◆ YOUR INSTRUCTIONS ◆
Write each line out again exactly as written.

◆ RECORD LIST ◆
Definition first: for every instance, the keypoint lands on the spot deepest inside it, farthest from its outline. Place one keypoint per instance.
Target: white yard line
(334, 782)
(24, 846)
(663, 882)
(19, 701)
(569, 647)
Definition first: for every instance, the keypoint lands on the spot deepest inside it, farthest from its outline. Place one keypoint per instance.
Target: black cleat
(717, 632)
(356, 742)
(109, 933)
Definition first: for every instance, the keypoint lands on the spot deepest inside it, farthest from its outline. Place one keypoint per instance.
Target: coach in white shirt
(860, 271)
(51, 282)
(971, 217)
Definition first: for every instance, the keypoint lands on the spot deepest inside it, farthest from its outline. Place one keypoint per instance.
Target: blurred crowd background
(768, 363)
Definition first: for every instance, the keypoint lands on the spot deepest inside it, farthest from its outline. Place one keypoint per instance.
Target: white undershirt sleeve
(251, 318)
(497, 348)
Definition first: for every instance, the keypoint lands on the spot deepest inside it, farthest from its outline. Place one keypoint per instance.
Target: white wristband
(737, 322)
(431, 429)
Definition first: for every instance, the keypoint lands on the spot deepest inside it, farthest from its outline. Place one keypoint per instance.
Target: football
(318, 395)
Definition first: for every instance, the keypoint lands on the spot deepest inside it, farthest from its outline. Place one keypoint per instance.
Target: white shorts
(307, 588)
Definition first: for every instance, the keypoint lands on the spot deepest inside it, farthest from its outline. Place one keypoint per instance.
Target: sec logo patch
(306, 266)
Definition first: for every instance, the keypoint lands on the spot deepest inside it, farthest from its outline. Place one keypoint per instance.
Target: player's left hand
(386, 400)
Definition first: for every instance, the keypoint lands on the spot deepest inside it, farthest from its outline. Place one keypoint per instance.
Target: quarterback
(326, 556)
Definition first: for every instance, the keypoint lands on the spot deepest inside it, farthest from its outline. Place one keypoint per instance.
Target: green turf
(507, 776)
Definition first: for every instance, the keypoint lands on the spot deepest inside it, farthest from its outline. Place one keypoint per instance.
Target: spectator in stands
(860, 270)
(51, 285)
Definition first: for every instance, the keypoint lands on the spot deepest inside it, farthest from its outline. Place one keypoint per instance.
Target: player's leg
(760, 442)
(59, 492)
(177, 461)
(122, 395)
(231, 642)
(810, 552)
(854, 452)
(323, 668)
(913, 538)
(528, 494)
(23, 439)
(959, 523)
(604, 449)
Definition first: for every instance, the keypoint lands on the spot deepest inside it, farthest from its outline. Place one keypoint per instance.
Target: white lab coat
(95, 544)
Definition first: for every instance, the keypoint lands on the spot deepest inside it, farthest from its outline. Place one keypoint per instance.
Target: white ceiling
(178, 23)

◆ EXERCISE RESULT ◆
Definition first: for every instance, the keypoint lands on the spot deepest inside it, farthest from its outline. Place one keypoint per instance.
Target: white yard line
(334, 782)
(24, 846)
(663, 882)
(19, 701)
(569, 647)
Definition first: for every instance, the keypoint lands on the spot deepest inside it, farthest from its outline. Place one keypoint per instance.
Target: black cleat
(717, 632)
(356, 742)
(109, 933)
Definition first: for every instance, the keypoint lands on the spot deepest inside it, farthest from its outline. Place one keypoint per instance.
Target: coach in white shirt
(860, 271)
(51, 282)
(971, 217)
Definition first: for every instance, the keypoint lands on the spot deepest inside it, farthest from its outline. Place one keypoint per instance.
Target: blurred crowd background
(768, 363)
Definition first: for every instance, the keypoint lands on the spot deepest inside it, farthest from its outline. Place one keypoint per instance.
Target: white undershirt sleeve
(251, 318)
(497, 348)
Definition first: for every instance, the keypoint lands on the spot deepest inside it, farthest from its outline. Place one keypoint per instance.
Target: white wristband
(737, 322)
(431, 429)
Definition first: for every instance, the keypoint lands on the spot deepest inside it, farthest from its outline. Place one keypoint per instance.
Target: football
(318, 395)
Definition first: for every instance, the keypoint lands on the spot deepest inside it, farthest from its outline. Place one keypoint per instance.
Target: white shorts
(307, 588)
Definition first: for every instance, the keypoint lands on the spot deepest inside it, farthest from its outline. Place one keypoint per instance.
Target: sec logo patch
(306, 266)
Definition first: for every instance, the keypoint lands on the spot deepest inside it, farthest from its outline. Place one keypoint per instance.
Target: player's left hand
(386, 400)
Definition first: for every instance, the keypoint lands on the spot deepest inside it, farthest from its outline. Place one keypoint per instance.
Target: quarterback
(326, 556)
Definition first: for every instance, the keypoint lands on the spot deepest inside it, farthest from its outline. Place one keypoint per instance.
Target: green turf
(507, 776)
Definition first: for every instance, the keypoint lands on the spot deepest inside it, farthest from its outline. Place one keypoint per instance.
Target: spectator in stands
(860, 270)
(51, 285)
Definition first: for every instance, the keypoint lands on the spot deepest inside it, farthest from its outline. Place one keypoint per instance.
Target: player's leg
(760, 442)
(59, 492)
(177, 461)
(122, 395)
(231, 642)
(810, 552)
(854, 452)
(323, 668)
(913, 538)
(528, 494)
(23, 439)
(959, 523)
(604, 449)
Definition first: for every instance, the keypoint lands on the spot deepest inside it, farthest from its outline. Place one keypoint per instance.
Target: white lab coat
(95, 544)
Definition first: for every instance, the keypoint lands on the spot deepest inside it, farthest from its outline. Place one keypoint per instance.
Target: white ceiling
(178, 23)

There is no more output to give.